STUDY TEXT -
☆ ☆ ☆
Hungary seems to have actually managed to sell carbon credits that weren’t valid, hurting ‘investors’ in the process. Ireland’s per capita alcohol consumption dipped 9.6% in 2009 and China awarded $112,219 to 737 persons for information they provided about pornography on the Internet. Drought stricken Venezuela has asked everybody to cut power consumption by a fifth and has started punishing violators, which include Sony. Vague and unconfirmed reports say a famine like situation is building in North Korea again. While Hong Kong and Singapore are still struggling to be treated as financial hubs in their own right, and Frankfurt and Zurich continue to fret about London’s status, Warsaw says it too wants to be a financial hub.

The list of companies that are no more considered ethical by The Ethisphere Institute reads like a who’s who: BMW, Danone, Dell, Holcim, Honeywell, HSBC, Kellogg, M&S, Marriott, McDonald’s, Novartis, Oracle, Safeway, Unilever and, of course, Toyota. Start redesigning your algorithms for enterprise valuation since eventually somebody at the St is going to use, sooner or later, these rankings for pushing up (or down) a scrip.
☆ ☆ ☆
EXERCISES TO COMPLETE -
(A) Answer these questions from the news roundup above:
(i) By how much did Ireland's per capita alcohol consumption dip in 2009?
(ii) Which city says it too wants to be a financial hub?
(iii) Which organization's list of companies no longer considered ethical is mentioned?
(B) Print the part of the news roundup above between "Hungary seems to" and "a financial hub.", inclusive.

RECORD SET -
☆ ☆ ☆
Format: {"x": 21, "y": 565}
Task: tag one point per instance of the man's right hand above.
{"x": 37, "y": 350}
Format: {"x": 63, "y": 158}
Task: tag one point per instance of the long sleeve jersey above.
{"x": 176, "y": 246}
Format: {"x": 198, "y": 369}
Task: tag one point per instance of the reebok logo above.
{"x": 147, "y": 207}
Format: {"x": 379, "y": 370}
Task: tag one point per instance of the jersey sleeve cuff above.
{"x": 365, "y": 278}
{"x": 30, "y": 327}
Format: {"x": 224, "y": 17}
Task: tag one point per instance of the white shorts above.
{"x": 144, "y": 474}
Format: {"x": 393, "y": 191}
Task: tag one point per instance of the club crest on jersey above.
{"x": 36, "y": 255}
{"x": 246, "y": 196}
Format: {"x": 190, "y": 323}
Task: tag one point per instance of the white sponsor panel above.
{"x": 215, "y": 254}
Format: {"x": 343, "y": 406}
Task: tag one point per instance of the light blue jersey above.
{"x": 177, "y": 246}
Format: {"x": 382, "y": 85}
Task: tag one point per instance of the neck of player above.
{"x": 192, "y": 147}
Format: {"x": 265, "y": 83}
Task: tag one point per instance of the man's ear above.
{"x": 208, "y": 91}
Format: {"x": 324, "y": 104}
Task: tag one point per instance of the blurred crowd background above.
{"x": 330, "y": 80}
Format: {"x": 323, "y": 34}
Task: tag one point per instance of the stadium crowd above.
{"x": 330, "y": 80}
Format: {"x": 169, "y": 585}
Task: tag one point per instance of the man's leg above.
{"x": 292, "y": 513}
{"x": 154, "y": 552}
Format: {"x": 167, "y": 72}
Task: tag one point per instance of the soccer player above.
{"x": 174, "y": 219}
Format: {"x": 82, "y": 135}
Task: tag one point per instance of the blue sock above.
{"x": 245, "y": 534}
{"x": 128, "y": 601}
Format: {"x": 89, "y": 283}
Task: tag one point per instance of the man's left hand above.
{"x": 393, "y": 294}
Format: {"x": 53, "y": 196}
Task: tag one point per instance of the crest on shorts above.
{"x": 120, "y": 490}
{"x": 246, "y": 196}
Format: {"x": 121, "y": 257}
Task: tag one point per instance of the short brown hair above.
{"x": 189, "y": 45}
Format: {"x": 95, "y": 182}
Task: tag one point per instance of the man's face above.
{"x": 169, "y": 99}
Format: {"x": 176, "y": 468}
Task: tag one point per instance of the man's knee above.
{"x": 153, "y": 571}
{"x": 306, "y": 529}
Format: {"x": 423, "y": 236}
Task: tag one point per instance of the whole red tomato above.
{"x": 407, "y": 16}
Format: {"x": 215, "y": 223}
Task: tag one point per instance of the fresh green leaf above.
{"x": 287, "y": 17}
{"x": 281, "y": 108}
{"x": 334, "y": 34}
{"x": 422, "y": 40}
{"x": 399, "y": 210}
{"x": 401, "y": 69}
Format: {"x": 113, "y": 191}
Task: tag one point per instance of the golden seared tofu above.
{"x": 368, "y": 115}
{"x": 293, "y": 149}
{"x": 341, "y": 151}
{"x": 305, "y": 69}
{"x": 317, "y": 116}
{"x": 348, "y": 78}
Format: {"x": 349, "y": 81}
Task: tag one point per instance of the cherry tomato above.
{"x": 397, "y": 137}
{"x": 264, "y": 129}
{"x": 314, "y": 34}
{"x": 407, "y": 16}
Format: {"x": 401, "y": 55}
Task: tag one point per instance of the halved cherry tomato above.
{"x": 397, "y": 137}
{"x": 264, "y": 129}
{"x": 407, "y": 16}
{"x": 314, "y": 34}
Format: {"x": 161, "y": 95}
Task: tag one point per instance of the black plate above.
☆ ☆ ☆
OUTPUTS IN ORDER -
(A)
(i) 9.6%
(ii) Warsaw
(iii) The Ethisphere Institute

(B)
Hungary seems to have actually managed to sell carbon credits that weren’t valid, hurting ‘investors’ in the process. Ireland’s per capita alcohol consumption dipped 9.6% in 2009 and China awarded $112,219 to 737 persons for information they provided about pornography on the Internet. Drought stricken Venezuela has asked everybody to cut power consumption by a fifth and has started punishing violators, which include Sony. Vague and unconfirmed reports say a famine like situation is building in North Korea again. While Hong Kong and Singapore are still struggling to be treated as financial hubs in their own right, and Frankfurt and Zurich continue to fret about London’s status, Warsaw says it too wants to be a financial hub.